*Passage given:*
Tin Men (1987, Barry Levinson)

Tin Men is expansive. So expansive writer-director Levinson can’t get everywhere. He doesn’t have time in 112 mintues, he doesn’t have the structure for it either. Tin Men establishes its narrative distance firmly, deliberately, and usually hilariously in the first act. When Levinson gets to the end of the second act, he’s way too interested in all the plot strands he’s got going on. By that time, the film has–for better or worse (worse, but more on it in a bit)–become Danny DeVito’s movie. DeVito had been sharing more with top-billed Richard Dreyfuss, but then Levinson moves the focus away from Dreyfuss. Except then Levinson becomes immediately more interested in everything going on around DeVito. Except DeVito’s completely unaware of all the things going on around him. So it changes the film’s tone.

At one point, DeVito gets called out on his apathy; while he doesn’t improve, he does start getting more likable. Likable is one of Tin Men’s biggest problems. Levinson loves all of his characters way too much. They’re all a little too precious. When the film starts, however, the characters aren’t likable or lovable or precious. In fact, they’re not supposed to be any of those things, much less all of them.

Tin Men opens with a very nostalgic, sentimental opening title sequence. Levinson’s got some issues with the sentimentality in the film. There’s very little, except when he forces it. After the titles, we meet DeVito and suffering wife Barbara Hershey, then DeVito runs into Dreyfuss. Literally. Car accident.

From their inital argument, which is before the characters are established (and it takes Levinson around half the movie to establish DeVito), Tin Men moves on to setting up the ground situation. DeVito and Dreyfuss are both aluminum siding salesmen. They work for different companies. They have acquaintances in common, but don’t know one another.

Then it’s time to introduce the acquaintances, which is where Tin Men is often its most easily amusing. Big list. Here we go. John Mahoney is Dreyfuss’s sidekick. Jackie Gayle is DeVito’s. Mahoney and Gayle have about the same size parts, except Mahoney’s drama and Gayle’s comedy. Levinson sets DeVito up to have the more humorous storyline, which requires no one like DeVito. Not the other characters, not the viewer.

Sorry, off track already.

Supporting acquantiances–Seymour Cassel, Richard Portnow, Matt Craven, Alan Blumenfeld, and Michael Tucker are Dreyfuss’s entourage. Cassel’s amazing. His delivery of his one-liners transcends. Every one of his scenes is phenomenal. Portnow and Craven are background. Blumenfeld’s a new salesman, so he gets more. Tucker’s a cameo. He’s good, but it’s a cameo. A meaty one, because Levinson loves the characters so much. When he’s being overindulgent with the characters, he’s able to keep the sentimentality in check. When he’s just trying to package the film? That sentimentality flails, always at the wrong time. Levinson can’t figure out how to package the film because it’s not sentimental, even if he intends it to be.

*Written request:* Continue the Tin Men review above from its last sentence.

*Information given:*
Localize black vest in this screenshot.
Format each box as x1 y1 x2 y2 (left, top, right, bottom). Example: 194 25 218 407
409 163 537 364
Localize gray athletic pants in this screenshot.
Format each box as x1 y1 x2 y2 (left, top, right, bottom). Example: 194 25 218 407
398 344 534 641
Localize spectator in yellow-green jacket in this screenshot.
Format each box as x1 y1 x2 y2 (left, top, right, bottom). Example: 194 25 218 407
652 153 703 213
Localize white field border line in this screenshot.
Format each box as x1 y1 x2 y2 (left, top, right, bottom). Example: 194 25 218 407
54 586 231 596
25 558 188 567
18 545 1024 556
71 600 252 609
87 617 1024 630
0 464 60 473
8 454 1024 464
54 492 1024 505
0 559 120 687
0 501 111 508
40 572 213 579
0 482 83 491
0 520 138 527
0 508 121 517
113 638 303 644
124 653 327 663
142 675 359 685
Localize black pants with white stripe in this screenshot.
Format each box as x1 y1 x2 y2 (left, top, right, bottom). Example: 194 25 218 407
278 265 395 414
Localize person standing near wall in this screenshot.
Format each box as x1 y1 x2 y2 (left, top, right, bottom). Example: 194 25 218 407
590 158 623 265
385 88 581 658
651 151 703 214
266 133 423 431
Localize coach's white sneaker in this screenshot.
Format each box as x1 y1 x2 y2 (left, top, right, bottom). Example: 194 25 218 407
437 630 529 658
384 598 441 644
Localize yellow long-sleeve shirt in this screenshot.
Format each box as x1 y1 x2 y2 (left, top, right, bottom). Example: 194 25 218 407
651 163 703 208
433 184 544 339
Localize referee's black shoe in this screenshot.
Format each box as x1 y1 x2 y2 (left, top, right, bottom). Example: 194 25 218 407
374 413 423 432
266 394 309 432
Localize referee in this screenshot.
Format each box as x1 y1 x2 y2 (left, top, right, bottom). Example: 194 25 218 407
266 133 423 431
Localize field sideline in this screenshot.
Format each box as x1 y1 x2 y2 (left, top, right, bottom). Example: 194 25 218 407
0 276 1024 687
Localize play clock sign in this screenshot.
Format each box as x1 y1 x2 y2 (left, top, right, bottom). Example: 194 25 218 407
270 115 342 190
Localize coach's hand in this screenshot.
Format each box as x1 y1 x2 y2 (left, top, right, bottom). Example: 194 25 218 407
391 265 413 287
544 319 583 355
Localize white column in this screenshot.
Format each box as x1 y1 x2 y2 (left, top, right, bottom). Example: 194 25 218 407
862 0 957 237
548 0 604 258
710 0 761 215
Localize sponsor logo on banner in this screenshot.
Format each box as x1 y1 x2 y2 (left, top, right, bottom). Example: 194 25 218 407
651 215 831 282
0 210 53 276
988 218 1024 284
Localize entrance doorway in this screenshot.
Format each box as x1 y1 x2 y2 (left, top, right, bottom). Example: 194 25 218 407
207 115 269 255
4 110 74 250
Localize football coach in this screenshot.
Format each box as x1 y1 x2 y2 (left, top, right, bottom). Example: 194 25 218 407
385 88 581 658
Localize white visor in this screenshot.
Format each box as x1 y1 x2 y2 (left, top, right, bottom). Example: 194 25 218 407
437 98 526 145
...
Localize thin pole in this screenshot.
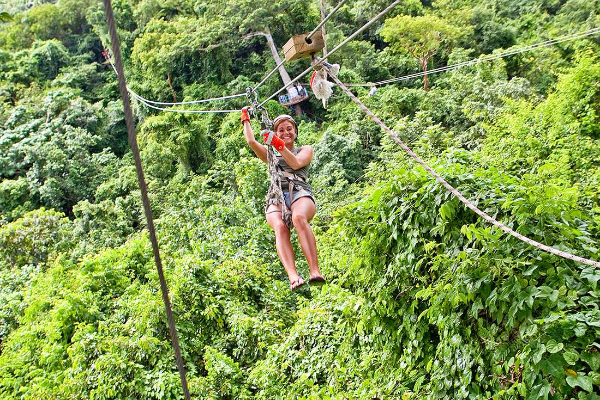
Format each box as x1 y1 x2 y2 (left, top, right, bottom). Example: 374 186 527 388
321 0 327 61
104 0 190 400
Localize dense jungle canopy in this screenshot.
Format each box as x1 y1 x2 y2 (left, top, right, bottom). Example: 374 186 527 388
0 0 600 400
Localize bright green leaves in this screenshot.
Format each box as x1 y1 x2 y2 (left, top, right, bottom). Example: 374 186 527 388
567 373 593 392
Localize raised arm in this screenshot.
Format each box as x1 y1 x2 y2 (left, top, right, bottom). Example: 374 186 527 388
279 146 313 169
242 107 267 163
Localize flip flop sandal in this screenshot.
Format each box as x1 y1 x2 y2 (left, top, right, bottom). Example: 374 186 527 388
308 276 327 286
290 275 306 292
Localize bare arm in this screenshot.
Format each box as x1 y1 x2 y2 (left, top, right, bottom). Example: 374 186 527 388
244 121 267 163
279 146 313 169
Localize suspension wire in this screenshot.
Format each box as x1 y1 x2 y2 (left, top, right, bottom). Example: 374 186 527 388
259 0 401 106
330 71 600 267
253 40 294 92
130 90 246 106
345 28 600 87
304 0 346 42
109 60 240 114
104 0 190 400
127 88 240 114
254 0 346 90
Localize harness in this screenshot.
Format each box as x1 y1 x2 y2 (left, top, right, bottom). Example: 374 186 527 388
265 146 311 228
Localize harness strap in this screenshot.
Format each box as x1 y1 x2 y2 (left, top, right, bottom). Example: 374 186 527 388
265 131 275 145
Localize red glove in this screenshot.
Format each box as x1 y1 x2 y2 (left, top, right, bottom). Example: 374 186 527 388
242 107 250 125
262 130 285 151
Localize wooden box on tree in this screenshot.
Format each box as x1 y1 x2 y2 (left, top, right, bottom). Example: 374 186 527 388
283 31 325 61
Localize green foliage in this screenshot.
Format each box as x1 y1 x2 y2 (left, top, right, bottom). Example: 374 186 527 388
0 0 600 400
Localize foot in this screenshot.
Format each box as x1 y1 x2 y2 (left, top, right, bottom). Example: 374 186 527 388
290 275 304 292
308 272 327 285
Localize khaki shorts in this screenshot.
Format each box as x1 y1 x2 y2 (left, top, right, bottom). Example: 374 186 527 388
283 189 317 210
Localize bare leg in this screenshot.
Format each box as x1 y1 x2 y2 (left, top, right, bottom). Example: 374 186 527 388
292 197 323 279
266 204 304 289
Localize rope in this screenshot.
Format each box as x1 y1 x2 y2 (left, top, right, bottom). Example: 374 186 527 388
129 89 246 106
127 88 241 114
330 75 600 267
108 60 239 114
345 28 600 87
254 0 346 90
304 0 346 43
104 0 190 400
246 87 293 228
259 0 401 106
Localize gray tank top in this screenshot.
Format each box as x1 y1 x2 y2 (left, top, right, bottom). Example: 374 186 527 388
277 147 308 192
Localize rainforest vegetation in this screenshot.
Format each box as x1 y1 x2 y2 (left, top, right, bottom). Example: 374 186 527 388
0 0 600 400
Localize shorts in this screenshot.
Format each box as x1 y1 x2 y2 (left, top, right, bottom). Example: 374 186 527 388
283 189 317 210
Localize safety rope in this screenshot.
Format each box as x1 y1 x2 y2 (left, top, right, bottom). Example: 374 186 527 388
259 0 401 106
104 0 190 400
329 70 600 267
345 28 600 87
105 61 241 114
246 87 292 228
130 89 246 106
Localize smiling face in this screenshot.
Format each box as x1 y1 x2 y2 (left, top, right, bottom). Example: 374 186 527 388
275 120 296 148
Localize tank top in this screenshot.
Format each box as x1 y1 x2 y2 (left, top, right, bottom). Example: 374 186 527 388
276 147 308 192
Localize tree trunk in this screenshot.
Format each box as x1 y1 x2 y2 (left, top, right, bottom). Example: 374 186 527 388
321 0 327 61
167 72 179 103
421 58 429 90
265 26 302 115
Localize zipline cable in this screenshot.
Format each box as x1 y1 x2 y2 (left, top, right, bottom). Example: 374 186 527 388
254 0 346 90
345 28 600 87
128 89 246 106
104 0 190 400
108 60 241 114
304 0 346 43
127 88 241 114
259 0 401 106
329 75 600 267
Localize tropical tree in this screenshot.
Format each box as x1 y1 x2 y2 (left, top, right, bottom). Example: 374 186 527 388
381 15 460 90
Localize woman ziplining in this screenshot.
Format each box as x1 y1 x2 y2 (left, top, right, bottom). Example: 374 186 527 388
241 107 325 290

*Result of this task:*
I’m off track again. Tin Men is so much at once, so much.

DeVito’s entourage is Stanley Brock, Bruno Kirby, and J.T. Walsh as the boss. Brock’s hilarious. He’s the Cassel analogue but the delivery is different. Kirby’s the straight man and he’s great. His deliveries of Levinson’s speedy dialogue is magical.

So back to complaining about the packaging. Between the opening and closing bookends, Levinson examines all sorts of things. Sure, there’s the overarching story of Dreyfuss discovering true love with Hershey after stealing her away from DeVito as a prank, but Levinson loses track of that story. He focus on Hershey briefly, setting her up to have a bigger part separate from Dreyfuss, Levinson pulls back. And it’s a shame because Hershey’s awesome and Levinson writes her scenes well. He just can’t keep the film away from DeVito.

Because DeVito is spellbinding. He never learns. He never impresses. He should be loathsome but he’s not because he’s kind of a dope. The character’s usually unpleasant but watching DeVito isn’t.

Dreyfuss is excellent. His part’s not as good.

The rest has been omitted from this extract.